→ **EXERCISE OBJECTIVE**: Repeat every line below exactly, word for word.

====================

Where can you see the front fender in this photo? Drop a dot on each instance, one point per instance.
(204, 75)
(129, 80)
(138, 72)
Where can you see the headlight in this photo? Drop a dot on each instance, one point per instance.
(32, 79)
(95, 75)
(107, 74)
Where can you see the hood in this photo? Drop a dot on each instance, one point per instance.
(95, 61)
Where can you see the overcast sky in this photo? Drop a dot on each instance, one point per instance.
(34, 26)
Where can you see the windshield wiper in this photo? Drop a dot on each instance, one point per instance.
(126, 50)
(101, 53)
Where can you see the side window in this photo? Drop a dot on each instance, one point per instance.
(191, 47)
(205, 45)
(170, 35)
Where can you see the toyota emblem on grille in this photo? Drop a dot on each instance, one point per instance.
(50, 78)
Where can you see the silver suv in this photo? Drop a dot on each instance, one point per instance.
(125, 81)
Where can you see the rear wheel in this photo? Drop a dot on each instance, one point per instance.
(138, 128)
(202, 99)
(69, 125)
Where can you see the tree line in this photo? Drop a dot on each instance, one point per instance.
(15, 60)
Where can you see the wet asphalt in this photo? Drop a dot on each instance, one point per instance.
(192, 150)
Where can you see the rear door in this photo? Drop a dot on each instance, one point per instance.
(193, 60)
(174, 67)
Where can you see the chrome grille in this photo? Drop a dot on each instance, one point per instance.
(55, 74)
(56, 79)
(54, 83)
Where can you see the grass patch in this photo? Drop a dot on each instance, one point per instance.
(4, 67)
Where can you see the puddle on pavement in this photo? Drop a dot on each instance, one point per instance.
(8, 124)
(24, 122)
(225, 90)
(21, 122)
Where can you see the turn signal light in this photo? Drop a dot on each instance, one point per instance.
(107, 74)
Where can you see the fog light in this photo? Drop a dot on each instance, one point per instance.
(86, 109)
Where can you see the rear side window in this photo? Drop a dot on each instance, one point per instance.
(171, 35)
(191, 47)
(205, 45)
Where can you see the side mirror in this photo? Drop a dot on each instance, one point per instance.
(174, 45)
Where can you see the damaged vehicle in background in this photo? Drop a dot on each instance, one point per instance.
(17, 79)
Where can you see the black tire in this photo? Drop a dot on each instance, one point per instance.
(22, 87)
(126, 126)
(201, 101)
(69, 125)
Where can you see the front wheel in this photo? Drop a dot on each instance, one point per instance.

====================

→ **RESULT FOR THIS TASK**:
Where can you see the front fender in this photo? Drop a dot on each instance, one point per instance.
(204, 75)
(129, 80)
(138, 72)
Where can you see the headlight in this photo? Drop a dot on each instance, one point per instance.
(32, 79)
(95, 75)
(107, 74)
Where can you see the hood in this photo? Drop a dot on each instance, one point per instance.
(95, 61)
Where can you see the overcast sky in this photo? Drop a dot on each instance, one point per instance.
(34, 26)
Where can you see the windshield wiper in this photo? Drop a dot on each instance, one point per instance.
(126, 50)
(101, 53)
Where can you see the side window in this photo? Drop a dot on each instance, one point per instance.
(191, 47)
(205, 45)
(170, 35)
Where can you see the toyota emblem on grille in this photo? Drop a dot on each instance, one point per instance.
(50, 78)
Where can you see the silver suv in this photo? Drop a dot on each instance, one point per instance.
(125, 81)
Where can you see the rear wheel in this photo? Drop a dot on each instance, one point per instance.
(138, 128)
(202, 99)
(69, 125)
Where can you see the tree line in this photo? Drop a dot on each instance, one point per instance.
(15, 60)
Where can you see the wet asphalt in this photo? Drop a dot on each instance, one point per instance.
(192, 150)
Where can you see the rear door in this photo? Drop a dot on each instance, one point per instance.
(193, 60)
(174, 67)
Where can you see the chrome grille in this photo? Drop a dot on each instance, one point per instance.
(55, 74)
(56, 79)
(54, 83)
Where can you see the grass patch in this photo? Drop a dot on each instance, one point per instance.
(4, 67)
Where can you see the puddle on pavement in this photo? Drop a dot on each instance, one point per instance.
(8, 124)
(24, 122)
(225, 90)
(21, 122)
Where can you see the turn signal light in this photo? Drop a dot on each instance, one point per instance.
(107, 74)
Where can you see the fog light in this photo? Drop a dot on each instance, one point per instance.
(86, 109)
Where can you see the rear side window in this photo? Drop a dot on each instance, one point per instance.
(171, 35)
(191, 47)
(205, 45)
Where can you see the side mirror in this photo? Drop a dot on each instance, one point per instance.
(174, 45)
Where can you see the damaged vehicle in background in this photo? Drop a dot on each instance, one point per instance.
(17, 79)
Where can you see the black tire in this photo? Drop a dot on each instance, one point per instance.
(22, 87)
(126, 126)
(201, 101)
(69, 125)
Where can you see the front wheel in this photo? Drop a dot on each instance, one point per instance.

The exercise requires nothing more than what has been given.